▶ TEXTAUSZUG:
━━━━━━━━

Die Handballenerkennung funktioniert auch einwandfrei, man kann also problemlos seine Hand auf dem Display ablegen, während man schreibt. Sobald der Stift sich in ca. 1 cm Abstand zum Display befindet, wird der Touchscreen deaktiviert – und auch wenn man beim Schreiben den Stift wieder anhebt, werden keine Fehleingaben registriert.

Leider hat der Stift einen sehr großen Nachteil: Er hat keine Seitentaste oder einen Radierer auf der Rückseite – somit ist es mit dem Stift nicht möglich, im normalen Schreibfluss zu radieren, stattdessen muss man in der Werkzeugleiste zum Radierer wechseln, radieren und wieder zurück zum Stift wechseln. Lenovo hat die Funktion glücklicherweise in der Software berücksichtigt, so wurde mit dem ersten Software-Update eine Unterstützung für eine Stift-Seitentaste hinzugefügt – für diese kann man zwischen den Funktionen „Neues Notizbuch“, „Auswählen und löschen“ sowie eben auch einem Radierer wählen. Mit einem Samsung- oder einem anderen Lenovo-Stift funktioniert das auch einwandfrei und erlaubt ein deutlich flüssigeres Arbeiten. Selbst die offizielle Radier-Funktion hat Lenovo implementiert, denn auch mit deaktivierter Seitentaste lässt sich der Radierer am Ende des ThinkPad X Tablet-Stifts nutzen. Es bleibt zu hoffen, dass Lenovo in einer neuen Version des Smart Papers den Stift mit Seitentaste und/oder Radierer beilegt und diesen hoffentlich auch als Zubehör für das ursprüngliche Smart Paper vertreibt.

━━━━━━━━

▶ BEREITGESTELLTES MATERIAL:
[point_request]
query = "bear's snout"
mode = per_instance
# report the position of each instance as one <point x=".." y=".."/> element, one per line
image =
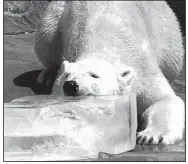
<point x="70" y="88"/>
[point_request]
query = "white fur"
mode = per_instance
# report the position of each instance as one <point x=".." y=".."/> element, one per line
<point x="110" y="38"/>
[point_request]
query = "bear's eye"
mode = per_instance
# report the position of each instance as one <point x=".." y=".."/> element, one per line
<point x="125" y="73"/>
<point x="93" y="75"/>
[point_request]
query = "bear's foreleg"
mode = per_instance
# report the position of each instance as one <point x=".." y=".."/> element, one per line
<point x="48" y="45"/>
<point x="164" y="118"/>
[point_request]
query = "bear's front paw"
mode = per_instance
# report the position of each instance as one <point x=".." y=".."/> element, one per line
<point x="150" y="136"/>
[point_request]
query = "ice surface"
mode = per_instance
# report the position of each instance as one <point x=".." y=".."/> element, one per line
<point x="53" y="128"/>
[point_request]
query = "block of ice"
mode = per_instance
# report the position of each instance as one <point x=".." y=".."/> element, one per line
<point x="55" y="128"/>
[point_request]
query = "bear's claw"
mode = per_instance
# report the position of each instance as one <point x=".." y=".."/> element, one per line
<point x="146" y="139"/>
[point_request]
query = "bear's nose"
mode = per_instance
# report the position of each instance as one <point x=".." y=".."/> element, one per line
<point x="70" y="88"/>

━━━━━━━━

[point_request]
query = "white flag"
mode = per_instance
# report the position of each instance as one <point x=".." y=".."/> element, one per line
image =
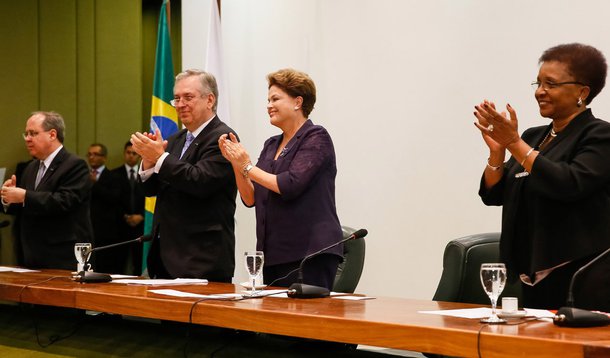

━━━━━━━━

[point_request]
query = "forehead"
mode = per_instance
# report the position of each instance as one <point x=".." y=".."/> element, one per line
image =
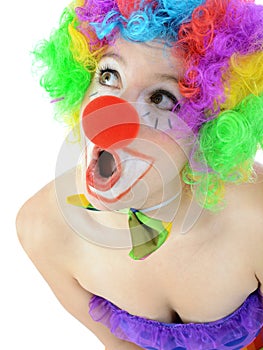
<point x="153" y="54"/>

━━━━━━━━

▶ AUFGABENSTELLUNG: Ersetze im Textauszug im Abschnitt von „Die Handballenerkennung funktioniert“ bis „keine Fehleingaben registriert.“ das Wort „Touchscreen“ durch „Berührungsbildschirm“ und gib den Abschnitt wieder. Die Einträge spielen hierbei keine Rolle.

▶ GELÖSTE AUFGABE:
Die Handballenerkennung funktioniert auch einwandfrei, man kann also problemlos seine Hand auf dem Display ablegen, während man schreibt. Sobald der Stift sich in ca. 1 cm Abstand zum Display befindet, wird der Berührungsbildschirm deaktiviert – und auch wenn man beim Schreiben den Stift wieder anhebt, werden keine Fehleingaben registriert.